[Page excerpt]
Wednesday, December 9, 2009

Plastic on the cold frames

Our cold frames have donned their winter coats and are keeping toasty. Today, with the help of some willing volunteers and my intern Breanna, the row cover fabric that was covering them has been replaced with a thick plastic. The plastic will help keep temperatures inside the tunnels a good 10 degrees warmer, ensuring a good growing environment. We chose today to put on the plastic when the forecast called for -10 to -20 temperatures tonite. Yikes. Bundle up everyone, here comes the deep chill.

Thursday, December 3, 2009

First snow of the year

Ahhh...the true onset of winter has come, snow flurries are twirling around outside. As much as winter makes us grumble and forces us to take cover under many layers of wool, I love it. I love the down time. The warm stews and hearty breads, casseroles and hot tea. Lots of hot tea. It's the best time of year for baking. Which means that breads and cookies and pies all get made often, with the residual benefit of heating the house. I love watching quiet snow. It's meditative and reminds me to take my time when completing tasks. And I love blizzards. Which help remind me that sometimes to you just have stay inside and take advantage of all the benefits of home.

[Data block]

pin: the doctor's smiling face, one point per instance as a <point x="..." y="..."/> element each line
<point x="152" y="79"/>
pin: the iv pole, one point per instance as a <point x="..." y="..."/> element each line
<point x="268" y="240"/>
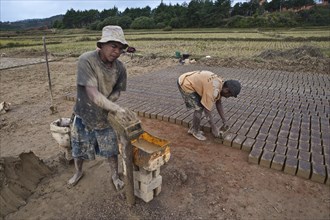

[Goal of the exercise] Please copy the two winter garden blog posts, from the date line to the last sentence, word for word.

[Answer to this task]
Wednesday, December 9, 2009

Plastic on the cold frames

Our cold frames have donned their winter coats and are keeping toasty. Today, with the help of some willing volunteers and my intern Breanna, the row cover fabric that was covering them has been replaced with a thick plastic. The plastic will help keep temperatures inside the tunnels a good 10 degrees warmer, ensuring a good growing environment. We chose today to put on the plastic when the forecast called for -10 to -20 temperatures tonite. Yikes. Bundle up everyone, here comes the deep chill.

Thursday, December 3, 2009

First snow of the year

Ahhh...the true onset of winter has come, snow flurries are twirling around outside. As much as winter makes us grumble and forces us to take cover under many layers of wool, I love it. I love the down time. The warm stews and hearty breads, casseroles and hot tea. Lots of hot tea. It's the best time of year for baking. Which means that breads and cookies and pies all get made often, with the residual benefit of heating the house. I love watching quiet snow. It's meditative and reminds me to take my time when completing tasks. And I love blizzards. Which help remind me that sometimes to you just have stay inside and take advantage of all the benefits of home.